(Records from a data source)
################

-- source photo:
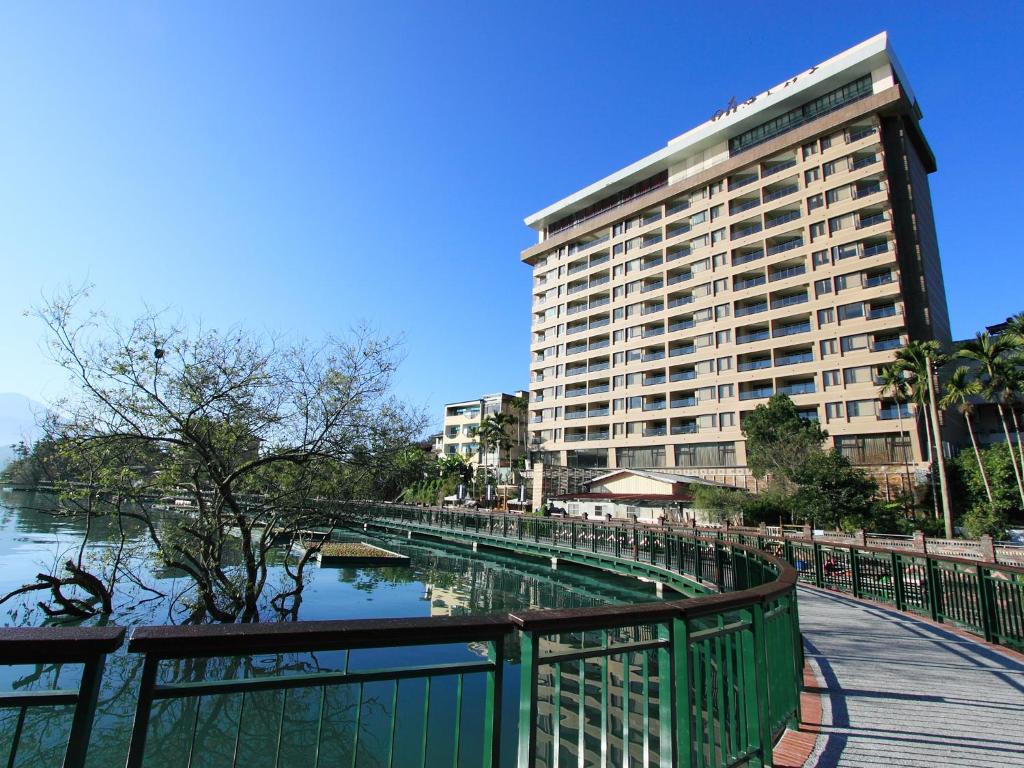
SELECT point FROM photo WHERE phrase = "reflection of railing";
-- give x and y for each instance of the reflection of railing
(58, 645)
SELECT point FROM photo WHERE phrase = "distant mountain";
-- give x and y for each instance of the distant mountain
(18, 417)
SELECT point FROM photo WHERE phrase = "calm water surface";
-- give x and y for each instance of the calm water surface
(441, 580)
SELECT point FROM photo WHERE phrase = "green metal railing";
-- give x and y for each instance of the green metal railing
(706, 681)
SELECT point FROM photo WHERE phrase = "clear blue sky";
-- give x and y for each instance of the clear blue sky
(297, 168)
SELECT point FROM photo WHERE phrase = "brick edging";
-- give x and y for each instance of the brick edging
(794, 749)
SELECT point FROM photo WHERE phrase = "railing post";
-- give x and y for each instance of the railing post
(493, 705)
(986, 605)
(899, 592)
(676, 705)
(527, 699)
(85, 710)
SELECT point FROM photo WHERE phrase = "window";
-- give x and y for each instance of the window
(707, 455)
(640, 457)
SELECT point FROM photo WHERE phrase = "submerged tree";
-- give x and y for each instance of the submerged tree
(250, 440)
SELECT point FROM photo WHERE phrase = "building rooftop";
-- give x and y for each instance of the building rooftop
(732, 119)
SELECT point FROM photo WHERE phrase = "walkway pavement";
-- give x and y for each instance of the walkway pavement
(904, 692)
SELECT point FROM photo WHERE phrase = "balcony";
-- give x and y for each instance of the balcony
(742, 231)
(799, 298)
(796, 328)
(742, 311)
(753, 336)
(680, 301)
(737, 181)
(781, 219)
(780, 192)
(743, 205)
(795, 358)
(777, 168)
(681, 205)
(863, 162)
(739, 285)
(757, 365)
(787, 245)
(879, 280)
(743, 258)
(803, 387)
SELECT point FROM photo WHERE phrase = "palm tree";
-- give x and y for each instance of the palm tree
(989, 351)
(894, 385)
(958, 390)
(918, 360)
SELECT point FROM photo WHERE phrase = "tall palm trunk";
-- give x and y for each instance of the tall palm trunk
(931, 462)
(906, 456)
(1010, 445)
(977, 455)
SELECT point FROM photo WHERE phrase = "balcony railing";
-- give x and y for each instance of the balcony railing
(752, 309)
(777, 168)
(802, 388)
(744, 205)
(790, 271)
(778, 220)
(786, 246)
(738, 181)
(779, 193)
(744, 230)
(793, 359)
(790, 300)
(743, 258)
(796, 328)
(755, 336)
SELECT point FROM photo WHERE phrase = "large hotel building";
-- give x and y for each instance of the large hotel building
(786, 245)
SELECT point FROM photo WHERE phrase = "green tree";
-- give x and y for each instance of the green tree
(988, 352)
(834, 494)
(778, 441)
(958, 390)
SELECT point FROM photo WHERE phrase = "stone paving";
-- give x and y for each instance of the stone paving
(904, 692)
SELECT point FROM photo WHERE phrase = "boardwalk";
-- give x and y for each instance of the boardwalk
(902, 692)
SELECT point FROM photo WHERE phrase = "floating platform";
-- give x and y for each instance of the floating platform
(357, 555)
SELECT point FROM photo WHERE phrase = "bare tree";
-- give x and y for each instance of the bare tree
(223, 445)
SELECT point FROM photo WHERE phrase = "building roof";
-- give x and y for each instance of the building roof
(737, 117)
(662, 476)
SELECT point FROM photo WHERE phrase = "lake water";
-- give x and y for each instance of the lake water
(441, 580)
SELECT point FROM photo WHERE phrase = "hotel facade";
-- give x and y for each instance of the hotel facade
(786, 245)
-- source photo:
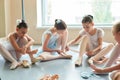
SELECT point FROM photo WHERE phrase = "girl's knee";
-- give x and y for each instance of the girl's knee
(110, 45)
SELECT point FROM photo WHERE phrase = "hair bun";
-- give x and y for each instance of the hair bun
(57, 21)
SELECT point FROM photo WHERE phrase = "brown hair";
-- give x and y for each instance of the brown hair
(60, 24)
(22, 24)
(87, 19)
(117, 27)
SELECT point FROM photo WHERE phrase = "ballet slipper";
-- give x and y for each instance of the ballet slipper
(34, 60)
(14, 65)
(25, 64)
(55, 77)
(78, 62)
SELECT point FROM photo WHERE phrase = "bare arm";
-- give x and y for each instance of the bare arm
(99, 45)
(30, 41)
(64, 40)
(13, 42)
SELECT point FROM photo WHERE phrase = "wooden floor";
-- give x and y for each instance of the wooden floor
(63, 67)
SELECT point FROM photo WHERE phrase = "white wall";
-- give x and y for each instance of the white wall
(11, 11)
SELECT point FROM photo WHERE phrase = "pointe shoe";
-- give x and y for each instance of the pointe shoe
(25, 64)
(68, 56)
(55, 77)
(34, 60)
(77, 62)
(14, 65)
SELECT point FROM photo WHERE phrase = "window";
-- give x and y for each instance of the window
(105, 12)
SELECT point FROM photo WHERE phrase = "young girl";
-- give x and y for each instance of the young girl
(54, 40)
(9, 57)
(18, 44)
(91, 41)
(115, 69)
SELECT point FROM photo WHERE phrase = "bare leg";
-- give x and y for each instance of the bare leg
(46, 56)
(101, 54)
(8, 56)
(115, 75)
(83, 45)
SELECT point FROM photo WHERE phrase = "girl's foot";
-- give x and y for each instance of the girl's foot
(78, 62)
(25, 64)
(14, 65)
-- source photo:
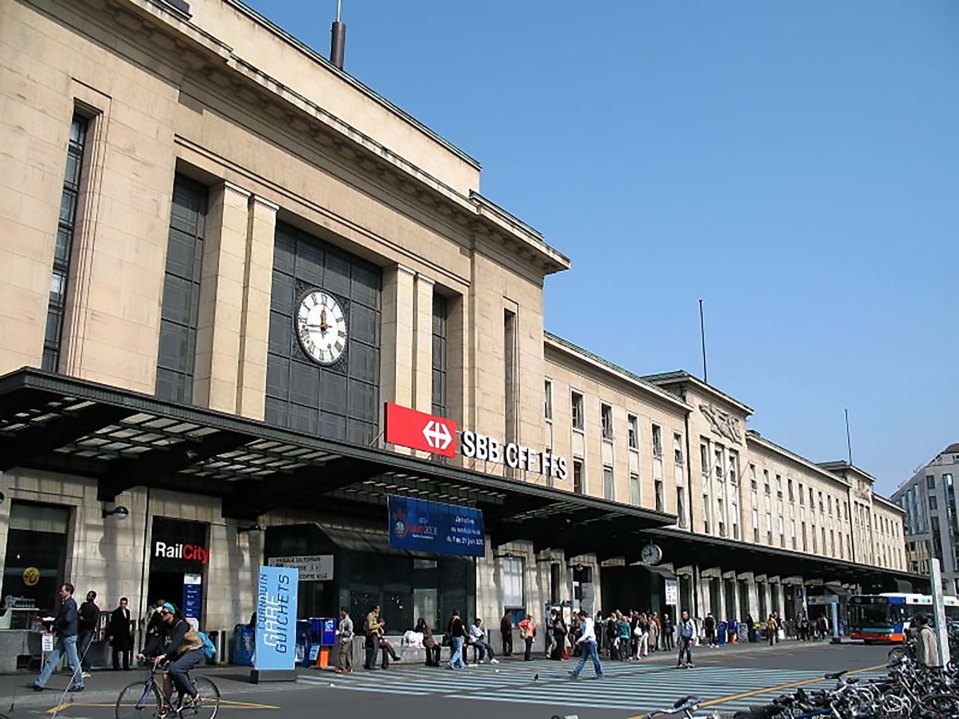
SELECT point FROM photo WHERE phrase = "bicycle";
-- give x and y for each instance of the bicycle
(139, 697)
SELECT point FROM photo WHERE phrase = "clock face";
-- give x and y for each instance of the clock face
(651, 554)
(321, 327)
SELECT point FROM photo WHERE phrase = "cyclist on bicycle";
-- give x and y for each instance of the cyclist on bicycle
(178, 644)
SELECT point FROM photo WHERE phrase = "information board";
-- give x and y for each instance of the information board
(422, 526)
(313, 567)
(276, 624)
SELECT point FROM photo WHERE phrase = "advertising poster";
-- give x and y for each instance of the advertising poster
(276, 624)
(422, 526)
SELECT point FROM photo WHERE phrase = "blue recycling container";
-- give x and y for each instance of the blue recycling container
(303, 642)
(244, 644)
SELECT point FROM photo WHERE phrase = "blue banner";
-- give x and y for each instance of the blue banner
(276, 619)
(422, 526)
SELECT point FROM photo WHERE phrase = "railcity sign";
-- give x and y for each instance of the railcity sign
(438, 435)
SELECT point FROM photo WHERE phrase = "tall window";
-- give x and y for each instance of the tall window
(578, 476)
(608, 489)
(634, 493)
(657, 441)
(56, 306)
(632, 431)
(606, 416)
(439, 355)
(576, 405)
(181, 291)
(509, 376)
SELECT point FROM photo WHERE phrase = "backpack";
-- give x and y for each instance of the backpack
(209, 651)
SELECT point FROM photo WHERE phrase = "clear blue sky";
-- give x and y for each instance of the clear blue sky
(794, 164)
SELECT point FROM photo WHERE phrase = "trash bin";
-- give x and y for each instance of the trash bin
(244, 644)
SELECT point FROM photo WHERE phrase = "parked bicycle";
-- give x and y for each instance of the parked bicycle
(141, 699)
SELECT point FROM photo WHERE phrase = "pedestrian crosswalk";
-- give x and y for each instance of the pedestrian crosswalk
(630, 687)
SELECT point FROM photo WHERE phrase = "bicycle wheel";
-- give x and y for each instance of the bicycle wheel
(138, 701)
(209, 700)
(942, 705)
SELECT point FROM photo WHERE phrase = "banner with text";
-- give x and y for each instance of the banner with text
(422, 526)
(276, 619)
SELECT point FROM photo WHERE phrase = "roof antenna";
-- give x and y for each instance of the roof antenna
(338, 41)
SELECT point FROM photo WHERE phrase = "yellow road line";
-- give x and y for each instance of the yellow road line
(767, 690)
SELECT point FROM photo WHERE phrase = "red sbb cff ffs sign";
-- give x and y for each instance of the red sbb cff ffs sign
(418, 430)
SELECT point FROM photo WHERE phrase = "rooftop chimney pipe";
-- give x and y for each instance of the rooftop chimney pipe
(338, 39)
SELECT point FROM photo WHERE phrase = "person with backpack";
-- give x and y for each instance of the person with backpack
(179, 644)
(687, 630)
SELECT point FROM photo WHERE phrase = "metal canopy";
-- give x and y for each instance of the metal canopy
(124, 439)
(683, 548)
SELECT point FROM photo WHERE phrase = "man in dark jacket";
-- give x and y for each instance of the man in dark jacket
(179, 644)
(89, 620)
(65, 626)
(120, 635)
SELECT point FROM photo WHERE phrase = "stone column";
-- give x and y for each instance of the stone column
(221, 299)
(423, 344)
(255, 318)
(397, 356)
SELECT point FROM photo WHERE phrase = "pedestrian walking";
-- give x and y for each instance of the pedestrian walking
(120, 635)
(66, 626)
(927, 646)
(344, 642)
(668, 631)
(87, 622)
(477, 637)
(687, 630)
(527, 630)
(432, 647)
(587, 641)
(457, 634)
(506, 631)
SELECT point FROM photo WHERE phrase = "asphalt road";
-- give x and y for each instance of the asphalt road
(725, 679)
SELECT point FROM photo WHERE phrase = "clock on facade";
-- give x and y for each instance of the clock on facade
(321, 327)
(651, 554)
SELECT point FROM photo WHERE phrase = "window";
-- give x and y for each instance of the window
(606, 416)
(634, 494)
(56, 304)
(608, 489)
(176, 358)
(657, 441)
(632, 431)
(577, 475)
(576, 402)
(440, 341)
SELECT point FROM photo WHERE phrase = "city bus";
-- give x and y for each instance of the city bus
(886, 617)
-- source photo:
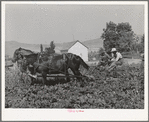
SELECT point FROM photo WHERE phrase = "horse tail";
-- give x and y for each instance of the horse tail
(83, 63)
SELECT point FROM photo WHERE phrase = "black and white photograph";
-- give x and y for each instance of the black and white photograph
(74, 60)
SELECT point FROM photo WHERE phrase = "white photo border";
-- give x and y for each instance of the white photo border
(63, 114)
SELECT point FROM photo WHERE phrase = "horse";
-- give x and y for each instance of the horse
(19, 53)
(56, 65)
(18, 58)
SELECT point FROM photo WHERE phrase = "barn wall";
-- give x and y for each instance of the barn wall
(80, 50)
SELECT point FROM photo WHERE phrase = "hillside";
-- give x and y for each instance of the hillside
(11, 46)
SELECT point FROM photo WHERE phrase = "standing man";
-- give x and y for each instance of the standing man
(117, 59)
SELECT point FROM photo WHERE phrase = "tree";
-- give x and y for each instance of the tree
(118, 36)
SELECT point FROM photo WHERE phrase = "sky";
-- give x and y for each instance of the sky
(43, 23)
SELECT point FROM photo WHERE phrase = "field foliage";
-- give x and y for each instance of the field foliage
(124, 89)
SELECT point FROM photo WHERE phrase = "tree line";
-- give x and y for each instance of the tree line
(122, 37)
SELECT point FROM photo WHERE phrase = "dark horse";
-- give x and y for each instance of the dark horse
(18, 56)
(56, 65)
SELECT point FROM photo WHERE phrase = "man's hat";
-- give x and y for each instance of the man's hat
(113, 50)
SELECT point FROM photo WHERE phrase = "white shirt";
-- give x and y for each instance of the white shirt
(118, 56)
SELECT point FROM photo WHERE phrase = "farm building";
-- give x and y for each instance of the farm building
(77, 48)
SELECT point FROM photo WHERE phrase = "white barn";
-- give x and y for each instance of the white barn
(77, 48)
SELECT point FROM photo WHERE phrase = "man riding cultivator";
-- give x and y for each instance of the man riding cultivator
(116, 60)
(112, 61)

################

*Work order*. Set down exactly what runs from the line with "-- give x and y for each instance of the farm" to the last line of the data above, including both of those lines and no others.

*The answer*.
-- give x and y for each instance of the farm building
(77, 48)
SELECT point FROM photo WHERE phrase = "white barn";
-- give x and y for each instance of the white barn
(77, 48)
SELECT point FROM photo WHERE phrase = "man riding cultivator";
-- give x and y for each instance of the man riding cultivator
(116, 60)
(112, 61)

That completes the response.